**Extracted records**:
::::::::
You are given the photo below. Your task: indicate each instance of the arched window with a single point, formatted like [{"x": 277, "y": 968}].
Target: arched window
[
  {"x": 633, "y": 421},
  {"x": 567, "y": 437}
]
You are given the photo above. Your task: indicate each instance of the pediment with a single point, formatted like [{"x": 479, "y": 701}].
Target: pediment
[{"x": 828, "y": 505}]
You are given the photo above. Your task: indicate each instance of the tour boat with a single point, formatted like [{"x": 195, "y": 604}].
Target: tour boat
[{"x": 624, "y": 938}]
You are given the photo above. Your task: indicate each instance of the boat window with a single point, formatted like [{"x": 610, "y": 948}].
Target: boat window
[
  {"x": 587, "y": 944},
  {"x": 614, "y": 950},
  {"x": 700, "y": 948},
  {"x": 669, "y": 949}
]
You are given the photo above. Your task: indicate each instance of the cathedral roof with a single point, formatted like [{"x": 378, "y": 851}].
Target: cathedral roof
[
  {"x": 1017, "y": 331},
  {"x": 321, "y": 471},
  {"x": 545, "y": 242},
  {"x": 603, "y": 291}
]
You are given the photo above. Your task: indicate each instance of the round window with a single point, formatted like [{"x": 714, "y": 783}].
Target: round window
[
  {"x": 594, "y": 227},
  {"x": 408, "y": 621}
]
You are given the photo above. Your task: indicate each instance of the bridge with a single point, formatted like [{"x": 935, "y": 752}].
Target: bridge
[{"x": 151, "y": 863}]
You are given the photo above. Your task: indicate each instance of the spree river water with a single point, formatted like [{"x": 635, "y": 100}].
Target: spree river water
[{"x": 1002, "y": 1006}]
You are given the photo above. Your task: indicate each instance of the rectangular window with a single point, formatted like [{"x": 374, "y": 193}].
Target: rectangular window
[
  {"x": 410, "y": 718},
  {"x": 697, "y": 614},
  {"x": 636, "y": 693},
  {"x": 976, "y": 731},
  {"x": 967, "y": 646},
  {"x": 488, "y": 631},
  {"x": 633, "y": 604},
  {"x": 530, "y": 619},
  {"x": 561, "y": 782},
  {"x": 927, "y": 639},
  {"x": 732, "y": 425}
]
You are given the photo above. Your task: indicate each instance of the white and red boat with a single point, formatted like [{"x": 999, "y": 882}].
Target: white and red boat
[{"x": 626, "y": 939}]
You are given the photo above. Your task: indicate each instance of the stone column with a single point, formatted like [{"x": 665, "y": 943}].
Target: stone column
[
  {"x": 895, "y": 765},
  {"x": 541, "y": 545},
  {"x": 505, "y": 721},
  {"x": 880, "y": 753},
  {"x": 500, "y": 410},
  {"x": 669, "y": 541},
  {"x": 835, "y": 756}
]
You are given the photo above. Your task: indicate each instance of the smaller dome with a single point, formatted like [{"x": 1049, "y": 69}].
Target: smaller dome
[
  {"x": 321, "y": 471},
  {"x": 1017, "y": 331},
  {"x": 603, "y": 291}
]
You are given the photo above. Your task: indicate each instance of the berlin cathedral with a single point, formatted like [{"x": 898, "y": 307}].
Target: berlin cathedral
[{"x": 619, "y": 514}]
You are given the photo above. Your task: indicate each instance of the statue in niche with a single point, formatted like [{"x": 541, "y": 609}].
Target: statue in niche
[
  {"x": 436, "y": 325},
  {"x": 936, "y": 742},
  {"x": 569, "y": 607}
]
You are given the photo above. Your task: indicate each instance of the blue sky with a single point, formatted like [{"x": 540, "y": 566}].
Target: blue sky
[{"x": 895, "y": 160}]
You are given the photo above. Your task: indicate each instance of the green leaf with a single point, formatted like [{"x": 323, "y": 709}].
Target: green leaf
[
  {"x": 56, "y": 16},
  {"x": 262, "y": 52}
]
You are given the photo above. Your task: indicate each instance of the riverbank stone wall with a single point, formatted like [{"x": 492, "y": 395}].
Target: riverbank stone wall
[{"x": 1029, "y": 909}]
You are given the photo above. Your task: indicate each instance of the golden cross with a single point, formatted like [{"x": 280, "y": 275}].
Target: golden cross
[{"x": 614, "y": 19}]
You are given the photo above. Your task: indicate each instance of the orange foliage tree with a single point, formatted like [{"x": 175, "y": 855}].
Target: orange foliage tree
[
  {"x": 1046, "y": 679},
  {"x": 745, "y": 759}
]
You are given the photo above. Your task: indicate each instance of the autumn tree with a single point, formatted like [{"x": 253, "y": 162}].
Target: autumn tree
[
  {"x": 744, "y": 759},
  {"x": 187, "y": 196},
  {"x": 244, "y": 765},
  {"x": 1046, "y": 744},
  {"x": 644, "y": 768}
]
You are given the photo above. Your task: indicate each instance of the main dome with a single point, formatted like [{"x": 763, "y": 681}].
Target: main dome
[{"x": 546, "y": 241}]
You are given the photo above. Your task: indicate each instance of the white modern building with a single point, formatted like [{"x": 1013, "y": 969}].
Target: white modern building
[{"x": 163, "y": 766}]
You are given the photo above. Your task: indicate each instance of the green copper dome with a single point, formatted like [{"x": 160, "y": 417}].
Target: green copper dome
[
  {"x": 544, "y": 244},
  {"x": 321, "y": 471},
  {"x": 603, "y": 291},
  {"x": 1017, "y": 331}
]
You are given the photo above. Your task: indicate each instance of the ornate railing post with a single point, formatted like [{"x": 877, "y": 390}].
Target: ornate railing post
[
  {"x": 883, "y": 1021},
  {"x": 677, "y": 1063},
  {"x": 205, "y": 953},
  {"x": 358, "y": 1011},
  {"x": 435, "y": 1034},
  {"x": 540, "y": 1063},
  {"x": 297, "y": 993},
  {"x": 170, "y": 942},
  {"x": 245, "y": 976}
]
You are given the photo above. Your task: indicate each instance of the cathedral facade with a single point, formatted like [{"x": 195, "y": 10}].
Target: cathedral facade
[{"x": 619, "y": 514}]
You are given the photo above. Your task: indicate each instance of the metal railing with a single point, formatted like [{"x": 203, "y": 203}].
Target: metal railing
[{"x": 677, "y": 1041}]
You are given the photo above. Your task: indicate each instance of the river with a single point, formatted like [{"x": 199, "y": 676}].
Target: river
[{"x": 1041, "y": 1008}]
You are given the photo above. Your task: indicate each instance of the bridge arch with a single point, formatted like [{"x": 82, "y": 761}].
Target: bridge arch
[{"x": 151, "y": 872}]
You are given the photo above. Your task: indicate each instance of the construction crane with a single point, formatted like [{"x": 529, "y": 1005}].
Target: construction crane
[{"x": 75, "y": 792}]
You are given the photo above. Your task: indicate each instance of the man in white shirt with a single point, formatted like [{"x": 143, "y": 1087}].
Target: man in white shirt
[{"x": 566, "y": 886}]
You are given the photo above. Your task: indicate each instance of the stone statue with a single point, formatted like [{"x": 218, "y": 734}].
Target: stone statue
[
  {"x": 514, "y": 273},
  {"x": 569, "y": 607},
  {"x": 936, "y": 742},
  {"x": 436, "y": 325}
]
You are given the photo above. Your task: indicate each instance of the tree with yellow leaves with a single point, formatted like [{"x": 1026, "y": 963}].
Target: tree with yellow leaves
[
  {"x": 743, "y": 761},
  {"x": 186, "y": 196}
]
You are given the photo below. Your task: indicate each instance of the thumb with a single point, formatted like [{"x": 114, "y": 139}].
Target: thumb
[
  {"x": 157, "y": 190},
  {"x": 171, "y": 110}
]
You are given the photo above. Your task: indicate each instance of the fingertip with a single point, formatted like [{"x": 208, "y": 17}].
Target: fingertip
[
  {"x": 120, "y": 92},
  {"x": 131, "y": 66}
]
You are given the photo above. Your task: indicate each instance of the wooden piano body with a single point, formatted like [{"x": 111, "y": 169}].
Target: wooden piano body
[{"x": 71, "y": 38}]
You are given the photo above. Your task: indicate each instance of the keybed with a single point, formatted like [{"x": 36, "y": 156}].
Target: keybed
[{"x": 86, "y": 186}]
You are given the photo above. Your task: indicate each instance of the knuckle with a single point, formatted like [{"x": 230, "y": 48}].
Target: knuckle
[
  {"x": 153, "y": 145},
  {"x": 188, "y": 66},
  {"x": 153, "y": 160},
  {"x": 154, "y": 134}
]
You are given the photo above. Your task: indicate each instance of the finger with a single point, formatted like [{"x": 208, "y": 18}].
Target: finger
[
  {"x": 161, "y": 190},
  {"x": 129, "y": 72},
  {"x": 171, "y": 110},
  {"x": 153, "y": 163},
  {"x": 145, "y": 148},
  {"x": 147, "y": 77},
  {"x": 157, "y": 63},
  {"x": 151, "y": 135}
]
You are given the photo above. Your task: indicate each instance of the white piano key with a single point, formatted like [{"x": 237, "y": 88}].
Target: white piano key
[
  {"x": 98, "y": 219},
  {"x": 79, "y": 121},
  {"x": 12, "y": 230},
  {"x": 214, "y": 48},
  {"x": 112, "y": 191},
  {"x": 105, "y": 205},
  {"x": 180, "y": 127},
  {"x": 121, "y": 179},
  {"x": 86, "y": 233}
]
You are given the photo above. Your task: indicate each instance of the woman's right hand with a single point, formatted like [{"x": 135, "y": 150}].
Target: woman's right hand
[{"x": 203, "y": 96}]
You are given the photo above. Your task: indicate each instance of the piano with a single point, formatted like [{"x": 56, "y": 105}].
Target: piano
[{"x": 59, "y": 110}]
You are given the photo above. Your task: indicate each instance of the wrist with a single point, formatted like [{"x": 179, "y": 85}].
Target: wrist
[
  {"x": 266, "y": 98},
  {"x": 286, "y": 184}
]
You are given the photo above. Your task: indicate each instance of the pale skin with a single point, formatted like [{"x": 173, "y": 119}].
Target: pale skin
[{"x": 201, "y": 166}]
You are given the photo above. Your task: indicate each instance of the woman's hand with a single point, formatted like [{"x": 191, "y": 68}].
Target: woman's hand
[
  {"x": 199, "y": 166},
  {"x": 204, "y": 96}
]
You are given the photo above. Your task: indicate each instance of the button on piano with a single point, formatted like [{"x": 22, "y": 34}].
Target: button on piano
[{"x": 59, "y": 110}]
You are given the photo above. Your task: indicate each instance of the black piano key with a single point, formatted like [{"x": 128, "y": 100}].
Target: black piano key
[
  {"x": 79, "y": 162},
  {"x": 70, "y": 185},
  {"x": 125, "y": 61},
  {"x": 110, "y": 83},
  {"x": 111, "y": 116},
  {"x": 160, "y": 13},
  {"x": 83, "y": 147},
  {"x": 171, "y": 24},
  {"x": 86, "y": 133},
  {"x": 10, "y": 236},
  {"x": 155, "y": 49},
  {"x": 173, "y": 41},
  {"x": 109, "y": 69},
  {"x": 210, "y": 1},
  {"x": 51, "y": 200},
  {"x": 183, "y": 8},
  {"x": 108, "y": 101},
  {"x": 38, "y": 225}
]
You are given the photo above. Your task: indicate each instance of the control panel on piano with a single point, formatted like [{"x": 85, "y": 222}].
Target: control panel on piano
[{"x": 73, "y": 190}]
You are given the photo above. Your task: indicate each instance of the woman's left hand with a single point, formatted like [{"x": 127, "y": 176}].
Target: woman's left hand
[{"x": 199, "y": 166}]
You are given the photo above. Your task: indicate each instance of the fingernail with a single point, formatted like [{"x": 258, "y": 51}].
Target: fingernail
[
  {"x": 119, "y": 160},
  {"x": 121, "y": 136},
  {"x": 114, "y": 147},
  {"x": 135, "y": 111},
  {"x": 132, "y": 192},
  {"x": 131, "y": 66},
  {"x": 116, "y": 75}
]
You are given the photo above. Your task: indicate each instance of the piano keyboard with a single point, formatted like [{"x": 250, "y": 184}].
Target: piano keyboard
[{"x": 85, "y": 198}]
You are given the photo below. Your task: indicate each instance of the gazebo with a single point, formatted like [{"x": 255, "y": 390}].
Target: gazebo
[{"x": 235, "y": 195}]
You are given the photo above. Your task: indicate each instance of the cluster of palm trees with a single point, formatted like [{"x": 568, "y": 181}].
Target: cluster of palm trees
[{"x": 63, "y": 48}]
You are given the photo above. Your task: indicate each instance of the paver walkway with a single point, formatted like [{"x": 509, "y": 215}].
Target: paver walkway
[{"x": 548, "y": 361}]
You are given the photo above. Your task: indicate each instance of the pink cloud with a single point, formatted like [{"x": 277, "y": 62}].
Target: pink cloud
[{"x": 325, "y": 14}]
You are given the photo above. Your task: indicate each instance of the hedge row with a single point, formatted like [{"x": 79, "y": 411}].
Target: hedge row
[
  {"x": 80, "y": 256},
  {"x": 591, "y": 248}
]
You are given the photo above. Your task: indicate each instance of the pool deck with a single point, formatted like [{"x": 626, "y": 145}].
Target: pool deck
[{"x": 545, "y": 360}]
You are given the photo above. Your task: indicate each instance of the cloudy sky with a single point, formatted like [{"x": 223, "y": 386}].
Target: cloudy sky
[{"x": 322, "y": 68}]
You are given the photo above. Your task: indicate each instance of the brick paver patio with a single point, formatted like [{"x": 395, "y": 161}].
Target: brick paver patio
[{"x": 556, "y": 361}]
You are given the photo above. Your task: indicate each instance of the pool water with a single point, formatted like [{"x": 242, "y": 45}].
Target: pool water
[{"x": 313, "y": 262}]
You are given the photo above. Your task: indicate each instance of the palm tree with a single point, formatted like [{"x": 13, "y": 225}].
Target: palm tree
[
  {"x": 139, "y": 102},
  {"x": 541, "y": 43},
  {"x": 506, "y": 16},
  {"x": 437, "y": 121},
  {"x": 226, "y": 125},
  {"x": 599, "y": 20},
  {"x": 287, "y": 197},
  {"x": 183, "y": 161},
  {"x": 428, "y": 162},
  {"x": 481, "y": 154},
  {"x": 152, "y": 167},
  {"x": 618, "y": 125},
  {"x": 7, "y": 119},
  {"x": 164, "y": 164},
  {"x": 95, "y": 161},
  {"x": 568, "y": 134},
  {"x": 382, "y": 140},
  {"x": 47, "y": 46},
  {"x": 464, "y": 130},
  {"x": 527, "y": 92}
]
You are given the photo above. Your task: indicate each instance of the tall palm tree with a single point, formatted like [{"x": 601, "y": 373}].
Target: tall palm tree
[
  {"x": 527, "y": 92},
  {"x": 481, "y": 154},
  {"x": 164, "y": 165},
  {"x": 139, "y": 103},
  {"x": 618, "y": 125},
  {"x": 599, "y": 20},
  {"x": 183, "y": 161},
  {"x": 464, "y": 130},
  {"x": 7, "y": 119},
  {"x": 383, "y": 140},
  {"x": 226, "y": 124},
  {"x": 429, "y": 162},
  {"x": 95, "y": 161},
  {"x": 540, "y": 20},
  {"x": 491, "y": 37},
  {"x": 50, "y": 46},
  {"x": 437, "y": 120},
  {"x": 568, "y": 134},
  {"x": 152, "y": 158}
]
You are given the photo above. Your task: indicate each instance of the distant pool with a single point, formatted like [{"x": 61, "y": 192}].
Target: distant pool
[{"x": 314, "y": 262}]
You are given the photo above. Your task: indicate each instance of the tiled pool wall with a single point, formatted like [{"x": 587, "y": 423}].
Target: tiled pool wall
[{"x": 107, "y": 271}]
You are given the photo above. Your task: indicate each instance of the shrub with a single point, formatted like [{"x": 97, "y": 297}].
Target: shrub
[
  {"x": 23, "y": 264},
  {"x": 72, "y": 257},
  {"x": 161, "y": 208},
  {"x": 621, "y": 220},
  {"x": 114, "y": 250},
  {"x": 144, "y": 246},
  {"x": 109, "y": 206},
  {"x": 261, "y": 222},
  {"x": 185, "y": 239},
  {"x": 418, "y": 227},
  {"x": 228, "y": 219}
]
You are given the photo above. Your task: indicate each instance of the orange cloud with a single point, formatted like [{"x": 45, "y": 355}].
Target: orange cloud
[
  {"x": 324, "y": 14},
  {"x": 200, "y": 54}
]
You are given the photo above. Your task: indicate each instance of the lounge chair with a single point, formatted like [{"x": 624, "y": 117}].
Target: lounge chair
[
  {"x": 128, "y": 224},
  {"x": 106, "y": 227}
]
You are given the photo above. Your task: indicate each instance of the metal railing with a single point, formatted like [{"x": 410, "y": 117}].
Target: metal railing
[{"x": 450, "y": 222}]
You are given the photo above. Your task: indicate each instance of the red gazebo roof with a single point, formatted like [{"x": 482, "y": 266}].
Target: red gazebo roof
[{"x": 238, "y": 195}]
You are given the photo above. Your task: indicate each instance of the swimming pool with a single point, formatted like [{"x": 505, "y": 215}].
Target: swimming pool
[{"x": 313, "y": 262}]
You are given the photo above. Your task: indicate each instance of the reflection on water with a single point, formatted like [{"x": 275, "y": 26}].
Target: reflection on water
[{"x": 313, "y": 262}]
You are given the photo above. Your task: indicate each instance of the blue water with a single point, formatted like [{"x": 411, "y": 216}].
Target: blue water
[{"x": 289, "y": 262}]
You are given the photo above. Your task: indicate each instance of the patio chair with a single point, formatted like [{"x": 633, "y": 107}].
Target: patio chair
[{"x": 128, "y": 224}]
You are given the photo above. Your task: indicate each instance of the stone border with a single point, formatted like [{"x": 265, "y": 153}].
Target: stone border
::::::::
**Directive**: The lines to quote run from the one containing "of the lounge" through the final line of the material above; please give them exactly, both ends included, and nothing else.

**Exercise solution**:
You are given the photo above. Your task: indicate each instance of the lounge chair with a single point, formatted like [{"x": 624, "y": 117}].
Target: lounge chair
[
  {"x": 128, "y": 224},
  {"x": 106, "y": 227}
]
You are given the photo above. Your task: indicate each instance of the metal railing with a single point, formatted like [{"x": 410, "y": 117}].
Target: metal railing
[{"x": 450, "y": 222}]
You are given the photo above. Your task: indicate each instance of the red gazebo roof with a single point, formatted like [{"x": 482, "y": 266}].
Target: red gazebo roof
[{"x": 238, "y": 195}]
You are given the photo above. Your task: indicate each instance of the swimming pool with a single point, formatted like [{"x": 505, "y": 215}].
Target: swimming pool
[{"x": 313, "y": 262}]
You are given the photo above. Your task: indicate each instance of the reflection on water with a single point, formatted like [{"x": 275, "y": 26}].
Target: reflection on water
[{"x": 313, "y": 262}]
You are given the photo above. Your task: indicate each instance of the blue water with a single point, formatted like [{"x": 411, "y": 216}].
Target: blue water
[{"x": 289, "y": 262}]
You are given the photo above. Your task: indicate each instance of the patio chair with a single point, formatted like [{"x": 633, "y": 107}].
Target: patio chair
[{"x": 128, "y": 224}]
You are given the photo above. Your task: indicate each instance of the stone border with a single point, formatted like [{"x": 265, "y": 153}].
Target: stone border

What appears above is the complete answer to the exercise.